**What is expected:**
Show each line of the material below that contains the word "signboard", copying every such line in full. Case counts, so match capital and lowercase letters exactly.

**Material to process:**

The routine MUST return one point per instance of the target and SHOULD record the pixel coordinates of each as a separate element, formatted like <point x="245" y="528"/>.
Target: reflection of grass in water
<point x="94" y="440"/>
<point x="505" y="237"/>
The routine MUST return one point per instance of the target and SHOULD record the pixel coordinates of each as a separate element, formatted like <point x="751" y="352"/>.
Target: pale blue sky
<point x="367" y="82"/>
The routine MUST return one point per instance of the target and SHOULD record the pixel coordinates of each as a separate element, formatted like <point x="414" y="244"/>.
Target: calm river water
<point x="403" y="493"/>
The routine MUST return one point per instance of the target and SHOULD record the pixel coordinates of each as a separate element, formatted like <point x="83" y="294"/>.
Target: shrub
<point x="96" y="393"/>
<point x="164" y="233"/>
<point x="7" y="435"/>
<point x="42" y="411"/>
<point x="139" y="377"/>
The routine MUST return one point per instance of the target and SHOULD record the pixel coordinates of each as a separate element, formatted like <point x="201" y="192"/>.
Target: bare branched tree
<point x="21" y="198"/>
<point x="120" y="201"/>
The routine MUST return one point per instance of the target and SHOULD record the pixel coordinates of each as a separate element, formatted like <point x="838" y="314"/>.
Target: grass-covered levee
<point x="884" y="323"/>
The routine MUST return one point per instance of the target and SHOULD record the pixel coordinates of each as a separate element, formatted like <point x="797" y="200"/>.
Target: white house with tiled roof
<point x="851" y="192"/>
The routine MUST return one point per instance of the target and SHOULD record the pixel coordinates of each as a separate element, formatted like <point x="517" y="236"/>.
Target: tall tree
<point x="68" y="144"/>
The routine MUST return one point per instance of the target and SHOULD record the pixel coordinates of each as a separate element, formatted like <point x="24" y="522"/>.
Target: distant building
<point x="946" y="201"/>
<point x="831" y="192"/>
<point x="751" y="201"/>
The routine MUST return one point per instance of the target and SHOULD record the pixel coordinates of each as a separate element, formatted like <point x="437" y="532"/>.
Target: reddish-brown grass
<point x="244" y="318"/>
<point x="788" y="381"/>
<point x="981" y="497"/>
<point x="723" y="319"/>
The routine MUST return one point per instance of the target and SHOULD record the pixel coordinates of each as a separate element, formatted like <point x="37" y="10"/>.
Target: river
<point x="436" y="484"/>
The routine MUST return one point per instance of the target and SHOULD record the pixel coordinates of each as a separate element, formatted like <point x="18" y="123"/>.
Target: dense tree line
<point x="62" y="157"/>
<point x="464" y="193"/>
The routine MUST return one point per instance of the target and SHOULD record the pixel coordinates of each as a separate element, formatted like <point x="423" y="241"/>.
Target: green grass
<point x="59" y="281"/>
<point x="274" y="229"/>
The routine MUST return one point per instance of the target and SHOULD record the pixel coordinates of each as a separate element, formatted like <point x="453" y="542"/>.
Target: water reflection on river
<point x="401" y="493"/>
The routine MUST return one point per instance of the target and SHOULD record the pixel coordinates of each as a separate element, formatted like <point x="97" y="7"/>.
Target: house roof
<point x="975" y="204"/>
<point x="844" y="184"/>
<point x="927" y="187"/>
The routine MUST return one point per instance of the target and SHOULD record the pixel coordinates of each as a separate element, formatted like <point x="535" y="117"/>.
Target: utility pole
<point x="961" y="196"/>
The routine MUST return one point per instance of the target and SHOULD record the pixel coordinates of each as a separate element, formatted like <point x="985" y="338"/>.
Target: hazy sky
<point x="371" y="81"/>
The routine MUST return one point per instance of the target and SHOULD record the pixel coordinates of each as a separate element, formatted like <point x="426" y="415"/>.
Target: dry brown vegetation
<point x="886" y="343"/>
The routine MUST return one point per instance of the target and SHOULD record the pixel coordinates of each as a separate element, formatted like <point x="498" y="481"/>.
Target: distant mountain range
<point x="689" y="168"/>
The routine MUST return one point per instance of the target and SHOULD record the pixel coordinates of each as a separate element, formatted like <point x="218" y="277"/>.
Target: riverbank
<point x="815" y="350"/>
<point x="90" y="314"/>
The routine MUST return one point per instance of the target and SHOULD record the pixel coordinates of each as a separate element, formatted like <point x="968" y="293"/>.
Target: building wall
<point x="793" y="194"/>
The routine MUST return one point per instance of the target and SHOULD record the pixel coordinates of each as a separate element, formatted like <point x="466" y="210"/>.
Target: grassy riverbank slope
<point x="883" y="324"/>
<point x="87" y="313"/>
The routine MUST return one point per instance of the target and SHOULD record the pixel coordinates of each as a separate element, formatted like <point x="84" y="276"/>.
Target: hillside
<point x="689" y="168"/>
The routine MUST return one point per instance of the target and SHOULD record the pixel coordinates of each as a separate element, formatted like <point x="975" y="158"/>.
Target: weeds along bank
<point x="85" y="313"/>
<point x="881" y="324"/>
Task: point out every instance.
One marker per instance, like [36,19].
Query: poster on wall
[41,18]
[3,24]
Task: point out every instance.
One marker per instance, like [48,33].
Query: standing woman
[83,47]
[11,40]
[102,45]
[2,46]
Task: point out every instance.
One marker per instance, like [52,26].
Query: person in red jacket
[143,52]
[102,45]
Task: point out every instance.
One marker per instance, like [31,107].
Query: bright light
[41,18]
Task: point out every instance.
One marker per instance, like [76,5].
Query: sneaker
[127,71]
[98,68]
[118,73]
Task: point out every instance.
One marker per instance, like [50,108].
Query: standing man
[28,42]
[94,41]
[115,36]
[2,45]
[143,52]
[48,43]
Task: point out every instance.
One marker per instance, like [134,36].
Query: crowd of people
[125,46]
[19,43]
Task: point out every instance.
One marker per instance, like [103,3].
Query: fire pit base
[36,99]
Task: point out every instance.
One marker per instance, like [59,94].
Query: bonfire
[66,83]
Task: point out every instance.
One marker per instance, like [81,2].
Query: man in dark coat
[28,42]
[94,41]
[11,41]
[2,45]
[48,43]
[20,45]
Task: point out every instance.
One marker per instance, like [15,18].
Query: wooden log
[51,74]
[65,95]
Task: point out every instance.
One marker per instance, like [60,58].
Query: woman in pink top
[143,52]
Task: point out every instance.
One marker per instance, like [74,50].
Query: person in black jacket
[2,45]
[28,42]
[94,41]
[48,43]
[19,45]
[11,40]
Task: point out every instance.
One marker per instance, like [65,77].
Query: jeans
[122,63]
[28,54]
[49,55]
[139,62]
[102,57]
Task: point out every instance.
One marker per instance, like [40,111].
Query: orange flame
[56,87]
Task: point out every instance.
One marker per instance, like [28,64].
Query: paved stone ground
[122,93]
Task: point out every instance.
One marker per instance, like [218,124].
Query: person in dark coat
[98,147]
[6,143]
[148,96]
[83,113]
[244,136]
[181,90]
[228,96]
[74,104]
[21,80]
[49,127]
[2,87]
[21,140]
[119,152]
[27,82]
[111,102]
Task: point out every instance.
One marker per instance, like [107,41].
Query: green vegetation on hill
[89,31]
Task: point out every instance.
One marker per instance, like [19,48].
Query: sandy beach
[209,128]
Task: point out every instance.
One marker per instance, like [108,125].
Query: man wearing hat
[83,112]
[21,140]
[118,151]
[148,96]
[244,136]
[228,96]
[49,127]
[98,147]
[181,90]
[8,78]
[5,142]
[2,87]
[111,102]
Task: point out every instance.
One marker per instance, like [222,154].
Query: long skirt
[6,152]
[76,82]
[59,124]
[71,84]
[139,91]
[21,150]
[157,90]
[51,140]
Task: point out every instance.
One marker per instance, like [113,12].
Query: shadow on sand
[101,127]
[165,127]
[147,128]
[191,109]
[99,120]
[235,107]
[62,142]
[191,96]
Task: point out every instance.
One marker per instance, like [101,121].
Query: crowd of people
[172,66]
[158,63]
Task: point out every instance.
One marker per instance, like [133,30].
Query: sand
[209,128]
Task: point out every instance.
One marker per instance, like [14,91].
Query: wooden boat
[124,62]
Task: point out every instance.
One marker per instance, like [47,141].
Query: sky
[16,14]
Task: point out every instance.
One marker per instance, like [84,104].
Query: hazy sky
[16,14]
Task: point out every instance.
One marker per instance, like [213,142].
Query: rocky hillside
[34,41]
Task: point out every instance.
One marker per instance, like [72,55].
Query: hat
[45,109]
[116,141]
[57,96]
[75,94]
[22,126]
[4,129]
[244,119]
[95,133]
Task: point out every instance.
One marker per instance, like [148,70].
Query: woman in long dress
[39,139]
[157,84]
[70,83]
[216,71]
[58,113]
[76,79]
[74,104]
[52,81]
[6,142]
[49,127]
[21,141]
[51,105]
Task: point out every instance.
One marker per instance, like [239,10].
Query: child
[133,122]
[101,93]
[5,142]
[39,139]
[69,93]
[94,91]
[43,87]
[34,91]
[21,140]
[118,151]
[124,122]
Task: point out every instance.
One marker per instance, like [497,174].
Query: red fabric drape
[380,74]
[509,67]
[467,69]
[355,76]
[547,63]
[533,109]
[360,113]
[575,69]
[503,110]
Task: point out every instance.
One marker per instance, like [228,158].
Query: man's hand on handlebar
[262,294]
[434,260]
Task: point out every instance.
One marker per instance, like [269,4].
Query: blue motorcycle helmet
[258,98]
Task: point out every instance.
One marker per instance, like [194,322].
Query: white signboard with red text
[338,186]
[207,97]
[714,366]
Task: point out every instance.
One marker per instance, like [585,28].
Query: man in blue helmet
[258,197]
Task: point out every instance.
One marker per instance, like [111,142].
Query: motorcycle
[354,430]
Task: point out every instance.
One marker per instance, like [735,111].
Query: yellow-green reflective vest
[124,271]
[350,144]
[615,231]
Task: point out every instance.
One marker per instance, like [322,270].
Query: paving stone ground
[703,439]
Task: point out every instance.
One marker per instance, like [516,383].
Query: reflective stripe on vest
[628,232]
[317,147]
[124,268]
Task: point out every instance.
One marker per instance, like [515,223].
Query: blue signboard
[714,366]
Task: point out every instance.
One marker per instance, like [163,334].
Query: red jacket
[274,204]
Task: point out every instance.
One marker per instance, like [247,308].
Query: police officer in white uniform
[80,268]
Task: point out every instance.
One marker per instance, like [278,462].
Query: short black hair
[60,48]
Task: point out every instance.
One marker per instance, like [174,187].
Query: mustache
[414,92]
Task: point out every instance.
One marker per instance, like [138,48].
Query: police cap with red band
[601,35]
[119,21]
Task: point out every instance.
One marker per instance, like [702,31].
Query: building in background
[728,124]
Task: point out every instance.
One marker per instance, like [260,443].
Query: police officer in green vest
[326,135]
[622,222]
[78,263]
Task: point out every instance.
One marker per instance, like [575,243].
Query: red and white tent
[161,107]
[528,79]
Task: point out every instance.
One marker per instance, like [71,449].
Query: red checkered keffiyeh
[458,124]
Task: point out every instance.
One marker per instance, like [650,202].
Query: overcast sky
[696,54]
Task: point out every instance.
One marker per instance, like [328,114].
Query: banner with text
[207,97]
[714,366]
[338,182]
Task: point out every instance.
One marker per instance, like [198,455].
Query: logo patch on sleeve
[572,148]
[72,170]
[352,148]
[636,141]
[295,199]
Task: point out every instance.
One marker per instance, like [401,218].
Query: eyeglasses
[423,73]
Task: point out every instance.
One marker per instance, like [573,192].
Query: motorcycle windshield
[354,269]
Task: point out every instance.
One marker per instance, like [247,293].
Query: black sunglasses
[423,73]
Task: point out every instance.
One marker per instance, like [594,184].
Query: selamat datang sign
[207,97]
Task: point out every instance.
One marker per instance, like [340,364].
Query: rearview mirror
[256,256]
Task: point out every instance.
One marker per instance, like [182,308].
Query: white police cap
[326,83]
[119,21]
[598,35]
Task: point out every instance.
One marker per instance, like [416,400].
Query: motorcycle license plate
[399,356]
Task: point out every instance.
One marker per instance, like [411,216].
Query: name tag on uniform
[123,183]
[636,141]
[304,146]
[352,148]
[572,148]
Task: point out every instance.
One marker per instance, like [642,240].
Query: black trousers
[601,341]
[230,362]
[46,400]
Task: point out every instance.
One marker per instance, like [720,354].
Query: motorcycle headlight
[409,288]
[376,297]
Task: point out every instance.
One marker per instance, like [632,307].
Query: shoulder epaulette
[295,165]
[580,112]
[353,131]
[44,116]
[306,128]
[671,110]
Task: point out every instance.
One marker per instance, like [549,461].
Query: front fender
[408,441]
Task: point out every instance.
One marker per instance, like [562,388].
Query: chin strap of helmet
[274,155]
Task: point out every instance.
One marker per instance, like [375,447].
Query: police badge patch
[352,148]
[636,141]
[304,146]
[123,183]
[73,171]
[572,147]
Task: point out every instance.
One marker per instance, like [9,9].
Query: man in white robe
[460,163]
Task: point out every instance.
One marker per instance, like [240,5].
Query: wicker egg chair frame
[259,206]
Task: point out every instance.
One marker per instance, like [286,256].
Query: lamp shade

**Reply:**
Query: white signboard with red text
Query: blue signboard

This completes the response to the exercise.